Stored records:
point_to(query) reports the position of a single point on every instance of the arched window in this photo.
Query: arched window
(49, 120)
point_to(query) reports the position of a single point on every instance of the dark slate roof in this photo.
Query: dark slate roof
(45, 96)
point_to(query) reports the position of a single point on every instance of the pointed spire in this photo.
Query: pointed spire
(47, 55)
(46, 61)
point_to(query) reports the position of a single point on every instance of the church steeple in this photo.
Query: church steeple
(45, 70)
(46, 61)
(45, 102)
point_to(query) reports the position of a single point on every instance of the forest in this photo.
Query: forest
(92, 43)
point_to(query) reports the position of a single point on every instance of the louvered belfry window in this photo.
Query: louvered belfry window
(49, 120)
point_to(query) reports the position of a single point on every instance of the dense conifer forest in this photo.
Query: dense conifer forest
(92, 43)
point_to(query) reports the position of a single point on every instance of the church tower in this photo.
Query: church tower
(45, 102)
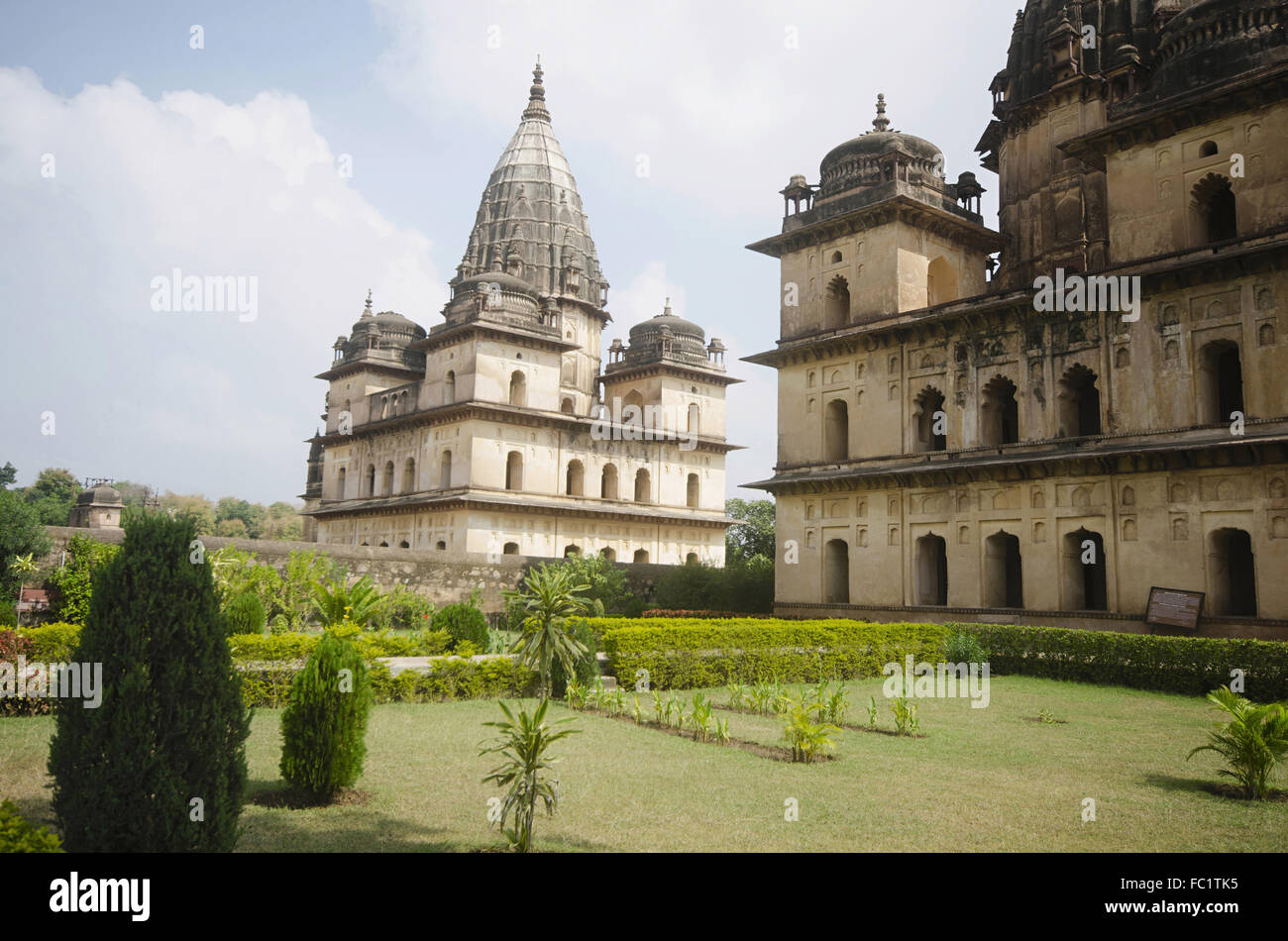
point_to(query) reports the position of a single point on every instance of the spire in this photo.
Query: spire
(880, 121)
(537, 97)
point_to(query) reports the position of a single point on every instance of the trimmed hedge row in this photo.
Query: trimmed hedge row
(1190, 666)
(686, 653)
(452, 678)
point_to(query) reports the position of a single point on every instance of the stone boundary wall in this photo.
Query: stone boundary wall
(442, 576)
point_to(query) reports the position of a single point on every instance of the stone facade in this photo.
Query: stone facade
(500, 432)
(949, 446)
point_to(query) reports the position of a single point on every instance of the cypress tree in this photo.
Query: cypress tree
(325, 725)
(160, 766)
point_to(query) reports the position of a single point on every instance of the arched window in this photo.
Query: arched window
(1232, 573)
(1080, 403)
(836, 304)
(608, 481)
(931, 573)
(1220, 381)
(518, 389)
(940, 282)
(1085, 572)
(1004, 572)
(643, 486)
(1000, 412)
(836, 432)
(1212, 201)
(927, 404)
(574, 479)
(836, 572)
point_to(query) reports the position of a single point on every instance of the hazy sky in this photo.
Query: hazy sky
(223, 161)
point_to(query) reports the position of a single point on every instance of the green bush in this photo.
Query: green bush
(171, 726)
(245, 614)
(73, 580)
(1190, 666)
(588, 667)
(325, 725)
(18, 836)
(464, 622)
(682, 653)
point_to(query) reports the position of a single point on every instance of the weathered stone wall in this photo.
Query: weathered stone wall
(442, 576)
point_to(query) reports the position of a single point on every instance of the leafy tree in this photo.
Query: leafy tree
(549, 597)
(336, 602)
(73, 580)
(754, 534)
(160, 766)
(21, 533)
(1252, 743)
(523, 742)
(325, 725)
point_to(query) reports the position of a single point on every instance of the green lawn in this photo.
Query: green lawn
(983, 779)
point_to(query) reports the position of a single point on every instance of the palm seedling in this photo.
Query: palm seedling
(523, 740)
(1252, 743)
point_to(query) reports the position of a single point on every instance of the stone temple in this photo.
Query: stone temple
(951, 448)
(501, 430)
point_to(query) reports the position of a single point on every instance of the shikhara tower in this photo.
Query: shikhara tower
(480, 434)
(948, 451)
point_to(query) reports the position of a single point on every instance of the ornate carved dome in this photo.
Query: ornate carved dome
(531, 224)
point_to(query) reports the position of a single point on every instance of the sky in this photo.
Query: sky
(327, 149)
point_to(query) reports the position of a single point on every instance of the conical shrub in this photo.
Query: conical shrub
(325, 725)
(160, 765)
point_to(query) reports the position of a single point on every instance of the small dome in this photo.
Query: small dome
(98, 494)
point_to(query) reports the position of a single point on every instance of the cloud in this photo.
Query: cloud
(141, 187)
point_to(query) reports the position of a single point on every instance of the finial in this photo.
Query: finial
(880, 121)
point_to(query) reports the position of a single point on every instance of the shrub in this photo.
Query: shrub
(245, 614)
(18, 836)
(463, 622)
(684, 654)
(1190, 666)
(1252, 743)
(171, 726)
(962, 647)
(587, 670)
(73, 582)
(325, 726)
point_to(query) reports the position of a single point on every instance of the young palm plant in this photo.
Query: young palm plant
(1252, 743)
(549, 598)
(523, 742)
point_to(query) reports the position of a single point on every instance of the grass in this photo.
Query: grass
(982, 779)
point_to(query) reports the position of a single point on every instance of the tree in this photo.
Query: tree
(325, 725)
(21, 533)
(53, 495)
(754, 534)
(523, 742)
(549, 597)
(160, 765)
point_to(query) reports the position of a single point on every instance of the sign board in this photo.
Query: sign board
(1173, 608)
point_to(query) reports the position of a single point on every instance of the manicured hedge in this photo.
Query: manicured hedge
(686, 653)
(1190, 666)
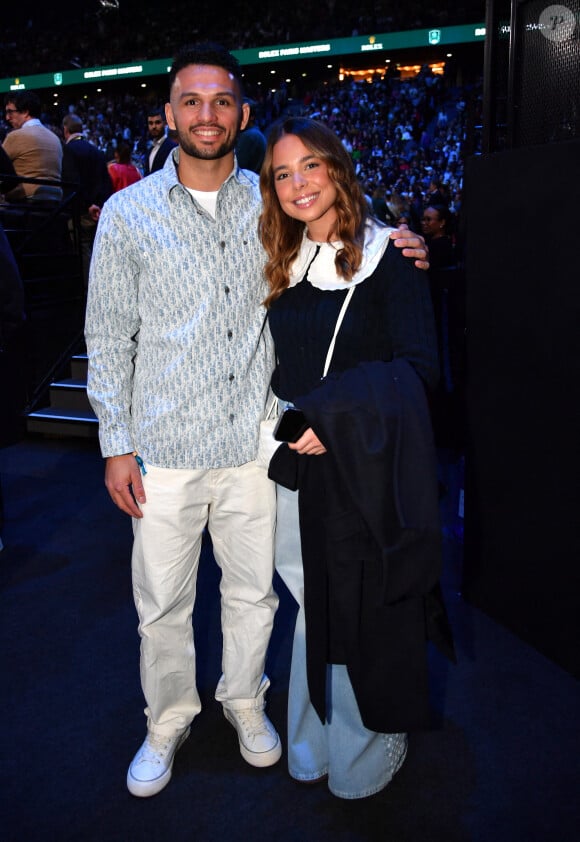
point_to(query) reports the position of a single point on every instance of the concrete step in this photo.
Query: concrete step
(54, 421)
(69, 394)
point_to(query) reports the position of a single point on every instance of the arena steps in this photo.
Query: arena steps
(68, 412)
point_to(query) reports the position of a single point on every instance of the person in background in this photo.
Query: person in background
(251, 143)
(121, 171)
(85, 165)
(358, 544)
(160, 144)
(35, 151)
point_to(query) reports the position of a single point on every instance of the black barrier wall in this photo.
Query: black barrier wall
(522, 511)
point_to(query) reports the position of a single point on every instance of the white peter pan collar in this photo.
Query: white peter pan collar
(322, 272)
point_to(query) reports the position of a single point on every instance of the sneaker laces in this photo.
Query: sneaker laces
(155, 748)
(253, 722)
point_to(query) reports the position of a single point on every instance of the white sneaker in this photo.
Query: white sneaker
(259, 743)
(151, 768)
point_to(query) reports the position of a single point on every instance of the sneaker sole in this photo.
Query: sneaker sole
(145, 789)
(258, 759)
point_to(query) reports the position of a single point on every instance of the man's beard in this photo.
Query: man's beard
(194, 151)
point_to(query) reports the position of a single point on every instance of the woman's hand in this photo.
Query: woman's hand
(308, 444)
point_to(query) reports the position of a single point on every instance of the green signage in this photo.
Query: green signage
(467, 33)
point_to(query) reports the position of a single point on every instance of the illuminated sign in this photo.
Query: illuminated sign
(287, 52)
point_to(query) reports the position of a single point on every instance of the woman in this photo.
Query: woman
(352, 694)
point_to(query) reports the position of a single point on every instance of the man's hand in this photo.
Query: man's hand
(124, 483)
(413, 245)
(308, 444)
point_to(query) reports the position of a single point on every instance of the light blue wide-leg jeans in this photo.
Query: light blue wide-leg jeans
(358, 762)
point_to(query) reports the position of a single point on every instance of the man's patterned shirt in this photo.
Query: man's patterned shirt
(180, 354)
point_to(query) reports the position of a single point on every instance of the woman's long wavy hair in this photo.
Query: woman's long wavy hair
(281, 235)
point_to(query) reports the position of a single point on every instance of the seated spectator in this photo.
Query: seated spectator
(35, 151)
(85, 165)
(6, 169)
(251, 144)
(160, 144)
(121, 170)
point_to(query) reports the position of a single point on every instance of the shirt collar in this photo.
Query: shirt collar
(33, 121)
(322, 273)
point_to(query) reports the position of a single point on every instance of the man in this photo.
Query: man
(161, 145)
(180, 359)
(34, 150)
(179, 366)
(85, 165)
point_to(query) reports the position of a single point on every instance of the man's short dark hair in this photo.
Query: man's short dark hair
(208, 53)
(25, 101)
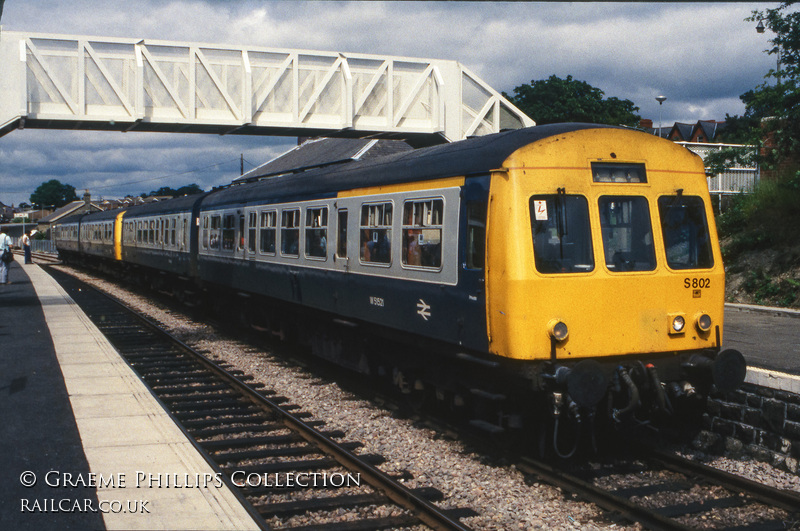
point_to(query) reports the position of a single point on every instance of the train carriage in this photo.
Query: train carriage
(577, 261)
(161, 236)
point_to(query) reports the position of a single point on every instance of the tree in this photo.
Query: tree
(53, 193)
(188, 189)
(555, 100)
(772, 110)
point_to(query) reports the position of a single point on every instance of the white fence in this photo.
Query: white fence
(734, 180)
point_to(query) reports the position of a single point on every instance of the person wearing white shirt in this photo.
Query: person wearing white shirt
(5, 244)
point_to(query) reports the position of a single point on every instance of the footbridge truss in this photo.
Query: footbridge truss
(79, 82)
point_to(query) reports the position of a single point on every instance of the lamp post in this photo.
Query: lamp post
(660, 100)
(760, 28)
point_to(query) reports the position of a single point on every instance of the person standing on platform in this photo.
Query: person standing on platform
(5, 245)
(26, 246)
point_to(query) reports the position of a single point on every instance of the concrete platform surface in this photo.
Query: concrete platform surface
(101, 450)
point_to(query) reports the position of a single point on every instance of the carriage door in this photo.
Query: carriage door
(341, 237)
(241, 235)
(252, 224)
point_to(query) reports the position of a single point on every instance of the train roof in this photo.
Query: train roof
(169, 206)
(473, 156)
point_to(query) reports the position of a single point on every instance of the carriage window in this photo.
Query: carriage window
(627, 233)
(316, 232)
(216, 223)
(562, 239)
(252, 225)
(376, 233)
(228, 232)
(422, 233)
(341, 234)
(267, 236)
(290, 232)
(476, 234)
(685, 229)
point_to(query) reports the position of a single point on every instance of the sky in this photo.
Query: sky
(701, 56)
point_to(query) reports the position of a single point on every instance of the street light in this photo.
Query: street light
(660, 100)
(760, 28)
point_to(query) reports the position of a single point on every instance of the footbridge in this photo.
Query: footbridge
(114, 84)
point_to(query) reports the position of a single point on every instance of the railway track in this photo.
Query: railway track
(663, 491)
(289, 472)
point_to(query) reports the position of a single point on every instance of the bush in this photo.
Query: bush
(770, 215)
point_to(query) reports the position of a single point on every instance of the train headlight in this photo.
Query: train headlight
(677, 323)
(558, 330)
(703, 322)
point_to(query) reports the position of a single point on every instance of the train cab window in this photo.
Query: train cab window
(685, 229)
(290, 232)
(422, 233)
(316, 232)
(228, 232)
(252, 226)
(267, 234)
(476, 234)
(627, 233)
(341, 233)
(376, 233)
(562, 238)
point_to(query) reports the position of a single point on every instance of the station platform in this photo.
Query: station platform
(85, 445)
(769, 338)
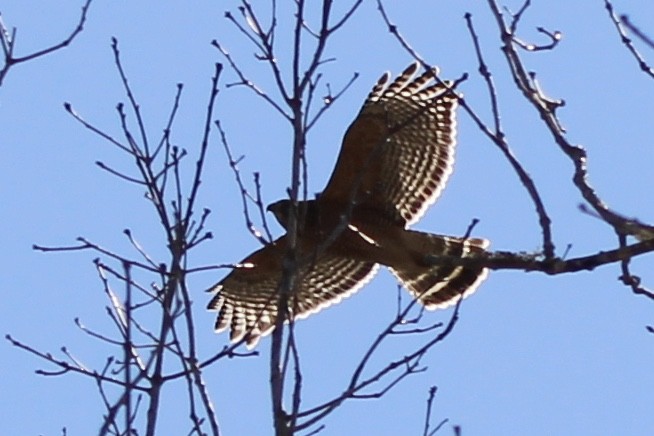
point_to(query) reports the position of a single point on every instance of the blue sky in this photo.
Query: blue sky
(531, 354)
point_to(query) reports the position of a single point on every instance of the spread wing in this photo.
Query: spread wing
(246, 300)
(398, 153)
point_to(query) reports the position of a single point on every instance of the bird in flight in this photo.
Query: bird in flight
(394, 162)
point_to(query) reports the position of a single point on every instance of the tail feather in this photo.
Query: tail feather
(439, 286)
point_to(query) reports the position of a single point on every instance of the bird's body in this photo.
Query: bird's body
(394, 162)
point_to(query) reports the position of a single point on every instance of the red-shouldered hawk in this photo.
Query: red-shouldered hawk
(395, 160)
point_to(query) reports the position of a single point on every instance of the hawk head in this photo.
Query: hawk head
(307, 212)
(281, 209)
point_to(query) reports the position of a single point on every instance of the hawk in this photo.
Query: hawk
(394, 162)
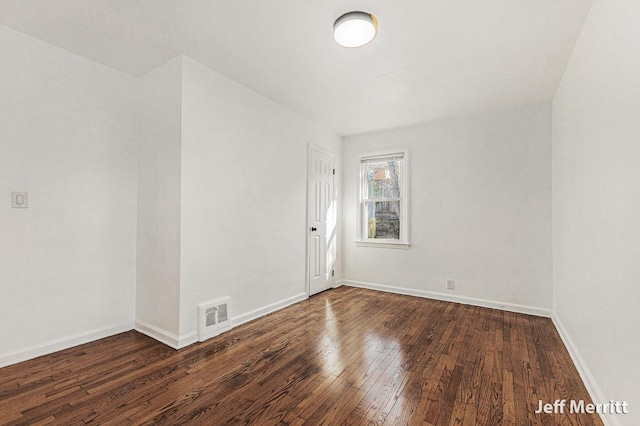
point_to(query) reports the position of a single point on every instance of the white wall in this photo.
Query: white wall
(596, 187)
(480, 210)
(244, 185)
(67, 136)
(159, 168)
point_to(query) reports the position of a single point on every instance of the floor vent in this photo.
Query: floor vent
(213, 318)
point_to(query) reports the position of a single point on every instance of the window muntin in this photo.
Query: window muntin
(383, 198)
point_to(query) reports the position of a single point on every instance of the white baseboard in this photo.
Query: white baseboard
(504, 306)
(61, 344)
(163, 336)
(257, 313)
(587, 378)
(179, 342)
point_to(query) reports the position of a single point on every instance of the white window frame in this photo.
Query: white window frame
(362, 238)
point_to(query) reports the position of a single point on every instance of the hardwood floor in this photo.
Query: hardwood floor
(345, 356)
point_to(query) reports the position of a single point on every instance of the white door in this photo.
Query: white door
(322, 220)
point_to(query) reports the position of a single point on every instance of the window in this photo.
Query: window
(383, 200)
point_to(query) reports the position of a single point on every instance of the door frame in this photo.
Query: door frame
(311, 147)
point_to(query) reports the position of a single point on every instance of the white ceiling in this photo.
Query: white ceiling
(432, 59)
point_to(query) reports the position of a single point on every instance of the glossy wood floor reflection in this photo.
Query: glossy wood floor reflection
(346, 356)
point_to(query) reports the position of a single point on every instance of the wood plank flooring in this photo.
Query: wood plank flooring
(345, 356)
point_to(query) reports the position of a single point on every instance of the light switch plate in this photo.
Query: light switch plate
(19, 200)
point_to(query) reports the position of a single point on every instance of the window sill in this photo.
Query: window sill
(386, 244)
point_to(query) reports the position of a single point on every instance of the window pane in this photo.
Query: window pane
(383, 219)
(383, 179)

Exercise goal:
Nothing but the lines from the line with "ceiling in this photo." to the last line of the listing above should appear; please retype them exactly, both ends included.

Reply:
point_to(query) reports the position of a single point on every instance of the white ceiling in this photo.
Query: white ceiling
(432, 59)
point_to(query) reports the position of a single point on every instance of the glossy wood floor reflection in this photo.
Query: glossy wood floor reflection
(346, 356)
point_to(query) reports the position of a single point on every instance of the wood plank flooring in this photo.
Query: wood plank flooring
(345, 356)
point_to(query) reports the position of a single point on every instance of the light switch plate in this photo.
Query: light switch plate
(19, 200)
point_to(query) reports the position of a single point on every instance of the window sill in this photo.
Query: window sill
(386, 244)
point_to(query) reports the position of a single point on every instance of the window pane in this photo.
Query: window pane
(383, 219)
(383, 179)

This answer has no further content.